* [THE REQUEST]:
Extract the data from its start through the line that contains "[251,250,279,286]", including both ends, and reproduce each line unchanged. Leave the pictures out of your answer.

* begin THE DATA *

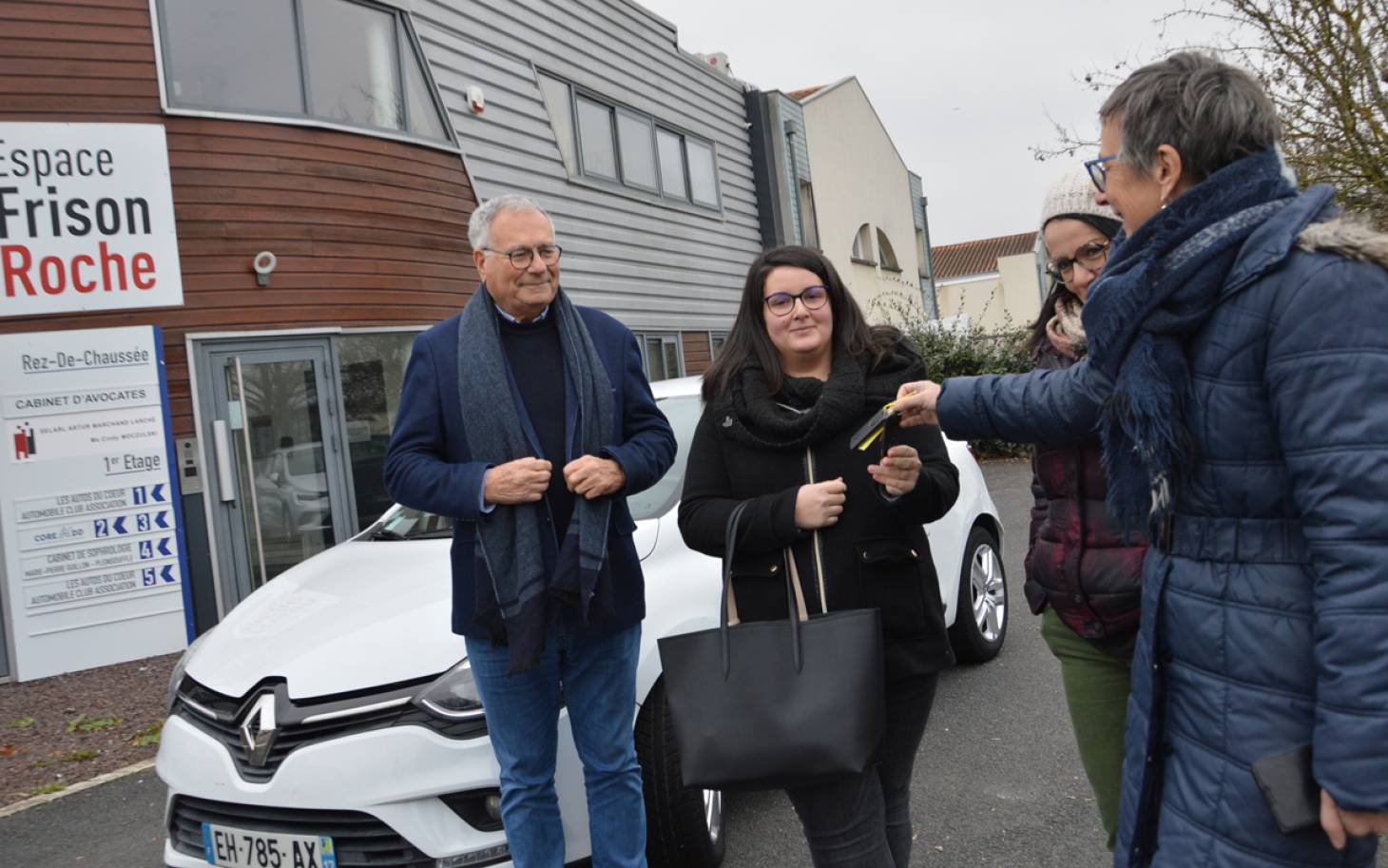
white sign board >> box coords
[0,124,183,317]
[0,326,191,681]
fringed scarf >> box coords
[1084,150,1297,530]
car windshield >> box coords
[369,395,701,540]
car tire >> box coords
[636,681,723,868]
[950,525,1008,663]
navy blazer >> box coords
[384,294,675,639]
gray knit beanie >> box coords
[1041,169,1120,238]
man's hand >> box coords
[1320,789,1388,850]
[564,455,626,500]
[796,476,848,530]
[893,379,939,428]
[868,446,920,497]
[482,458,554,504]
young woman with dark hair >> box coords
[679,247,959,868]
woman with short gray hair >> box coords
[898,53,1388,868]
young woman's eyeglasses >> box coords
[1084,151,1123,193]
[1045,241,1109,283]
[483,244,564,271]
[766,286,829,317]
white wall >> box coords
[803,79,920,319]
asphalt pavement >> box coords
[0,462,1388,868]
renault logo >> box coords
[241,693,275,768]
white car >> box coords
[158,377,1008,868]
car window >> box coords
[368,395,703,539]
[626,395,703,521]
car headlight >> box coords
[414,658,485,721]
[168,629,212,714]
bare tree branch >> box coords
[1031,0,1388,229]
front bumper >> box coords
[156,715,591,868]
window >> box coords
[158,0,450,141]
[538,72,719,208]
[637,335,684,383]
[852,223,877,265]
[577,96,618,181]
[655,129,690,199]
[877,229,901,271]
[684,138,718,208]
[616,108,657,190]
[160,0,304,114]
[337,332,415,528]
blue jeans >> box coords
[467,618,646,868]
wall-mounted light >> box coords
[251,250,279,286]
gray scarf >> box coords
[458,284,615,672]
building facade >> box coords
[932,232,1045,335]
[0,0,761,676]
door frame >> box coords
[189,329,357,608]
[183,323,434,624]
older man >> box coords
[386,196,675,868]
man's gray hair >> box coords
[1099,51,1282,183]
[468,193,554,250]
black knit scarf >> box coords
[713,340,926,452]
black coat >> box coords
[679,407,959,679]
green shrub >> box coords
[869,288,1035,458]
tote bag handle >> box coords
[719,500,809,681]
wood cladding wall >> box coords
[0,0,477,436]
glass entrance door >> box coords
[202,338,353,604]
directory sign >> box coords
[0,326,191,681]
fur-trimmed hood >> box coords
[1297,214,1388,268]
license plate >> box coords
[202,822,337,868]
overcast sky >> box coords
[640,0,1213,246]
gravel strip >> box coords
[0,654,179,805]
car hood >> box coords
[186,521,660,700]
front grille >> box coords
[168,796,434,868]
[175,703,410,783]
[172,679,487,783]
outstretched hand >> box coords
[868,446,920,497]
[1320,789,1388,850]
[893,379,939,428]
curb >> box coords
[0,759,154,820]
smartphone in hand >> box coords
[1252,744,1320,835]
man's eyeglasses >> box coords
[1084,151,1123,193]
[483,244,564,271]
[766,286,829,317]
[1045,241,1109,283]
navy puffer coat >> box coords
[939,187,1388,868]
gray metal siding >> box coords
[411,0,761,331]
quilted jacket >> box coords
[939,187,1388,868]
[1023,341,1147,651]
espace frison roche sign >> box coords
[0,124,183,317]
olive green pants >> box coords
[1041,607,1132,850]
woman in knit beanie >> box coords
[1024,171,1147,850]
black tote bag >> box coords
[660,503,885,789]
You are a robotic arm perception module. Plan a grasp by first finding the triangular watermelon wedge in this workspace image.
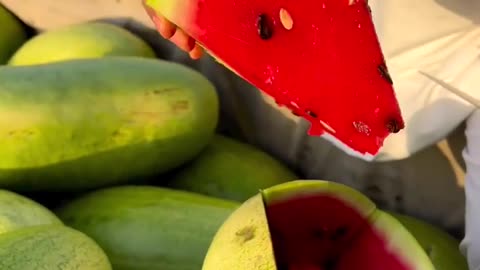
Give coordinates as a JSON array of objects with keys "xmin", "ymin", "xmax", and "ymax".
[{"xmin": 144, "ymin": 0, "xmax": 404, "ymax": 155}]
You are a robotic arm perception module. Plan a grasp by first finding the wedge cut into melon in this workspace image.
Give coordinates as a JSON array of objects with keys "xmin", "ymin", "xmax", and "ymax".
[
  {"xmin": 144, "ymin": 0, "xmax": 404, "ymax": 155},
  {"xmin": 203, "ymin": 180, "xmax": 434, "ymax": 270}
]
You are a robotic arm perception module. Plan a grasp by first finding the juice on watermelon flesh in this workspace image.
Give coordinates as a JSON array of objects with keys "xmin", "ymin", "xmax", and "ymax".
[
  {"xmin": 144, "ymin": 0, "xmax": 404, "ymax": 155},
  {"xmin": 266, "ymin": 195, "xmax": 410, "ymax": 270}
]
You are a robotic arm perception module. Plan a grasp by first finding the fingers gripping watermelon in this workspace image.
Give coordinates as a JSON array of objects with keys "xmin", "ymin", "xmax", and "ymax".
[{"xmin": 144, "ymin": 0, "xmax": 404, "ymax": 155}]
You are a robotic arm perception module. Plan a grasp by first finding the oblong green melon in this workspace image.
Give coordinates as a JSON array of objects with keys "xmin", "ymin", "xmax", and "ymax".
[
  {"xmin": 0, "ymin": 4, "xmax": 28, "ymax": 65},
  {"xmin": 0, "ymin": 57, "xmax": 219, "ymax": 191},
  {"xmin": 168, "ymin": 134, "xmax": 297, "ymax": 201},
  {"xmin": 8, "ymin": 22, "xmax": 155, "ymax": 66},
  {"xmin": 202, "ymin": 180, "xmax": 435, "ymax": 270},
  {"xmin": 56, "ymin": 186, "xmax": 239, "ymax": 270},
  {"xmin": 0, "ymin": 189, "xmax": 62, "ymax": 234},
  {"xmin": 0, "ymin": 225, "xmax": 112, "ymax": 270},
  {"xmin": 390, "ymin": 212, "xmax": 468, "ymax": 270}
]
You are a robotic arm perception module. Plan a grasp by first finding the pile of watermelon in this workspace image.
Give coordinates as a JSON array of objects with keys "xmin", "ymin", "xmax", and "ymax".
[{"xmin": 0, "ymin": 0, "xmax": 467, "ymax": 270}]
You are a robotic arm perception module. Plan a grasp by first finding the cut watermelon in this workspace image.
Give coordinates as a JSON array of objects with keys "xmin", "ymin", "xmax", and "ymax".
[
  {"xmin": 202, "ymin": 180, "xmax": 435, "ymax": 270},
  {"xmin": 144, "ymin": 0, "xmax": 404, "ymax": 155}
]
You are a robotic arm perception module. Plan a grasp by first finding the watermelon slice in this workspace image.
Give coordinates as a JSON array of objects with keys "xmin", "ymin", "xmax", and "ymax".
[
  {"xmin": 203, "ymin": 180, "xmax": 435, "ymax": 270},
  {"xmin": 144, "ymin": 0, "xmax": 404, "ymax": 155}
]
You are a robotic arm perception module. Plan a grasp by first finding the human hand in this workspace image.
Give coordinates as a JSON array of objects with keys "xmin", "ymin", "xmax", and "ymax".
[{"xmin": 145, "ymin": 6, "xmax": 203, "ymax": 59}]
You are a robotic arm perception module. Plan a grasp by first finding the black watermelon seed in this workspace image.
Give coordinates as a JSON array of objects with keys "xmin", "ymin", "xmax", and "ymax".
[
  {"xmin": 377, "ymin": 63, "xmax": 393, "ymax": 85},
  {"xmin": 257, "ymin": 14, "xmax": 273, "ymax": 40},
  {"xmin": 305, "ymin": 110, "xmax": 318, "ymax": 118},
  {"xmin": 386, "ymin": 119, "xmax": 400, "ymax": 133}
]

* end THE DATA *

* [RESULT OF THIS EXERCISE]:
white sign board >> box coords
[0,124,183,317]
[0,326,191,681]
fringed scarf >> box coords
[1084,150,1297,530]
car windshield >> box coords
[369,395,701,540]
car tire >> box coords
[636,681,723,868]
[950,525,1008,663]
navy blazer >> box coords
[384,294,675,639]
gray knit beanie >> box coords
[1041,169,1120,238]
man's hand >> box coords
[1320,789,1388,850]
[564,455,626,500]
[796,476,848,530]
[893,379,939,428]
[868,446,920,497]
[482,458,554,504]
young woman with dark hair >> box coords
[679,247,959,868]
woman with short gray hair >> box coords
[898,53,1388,868]
young woman's eyeglasses >> box coords
[1084,151,1123,193]
[1045,241,1109,283]
[483,244,564,271]
[766,286,829,317]
white wall >> box coords
[803,79,920,319]
asphalt pavement >> box coords
[0,462,1388,868]
renault logo >> box coords
[241,693,275,768]
white car >> box coords
[158,377,1008,868]
car window >> box coords
[368,395,703,539]
[626,395,703,521]
car headlight >> box coords
[414,658,485,721]
[168,629,212,714]
bare tree branch >> box coords
[1031,0,1388,229]
front bumper >> box coords
[156,715,591,868]
window >> box coords
[158,0,450,141]
[538,72,719,208]
[637,335,684,383]
[852,223,877,265]
[577,96,618,181]
[655,129,690,199]
[877,229,901,271]
[684,138,718,208]
[616,108,657,190]
[160,0,304,114]
[337,332,415,528]
blue jeans >> box coords
[467,618,646,868]
wall-mounted light >> box coords
[251,250,279,286]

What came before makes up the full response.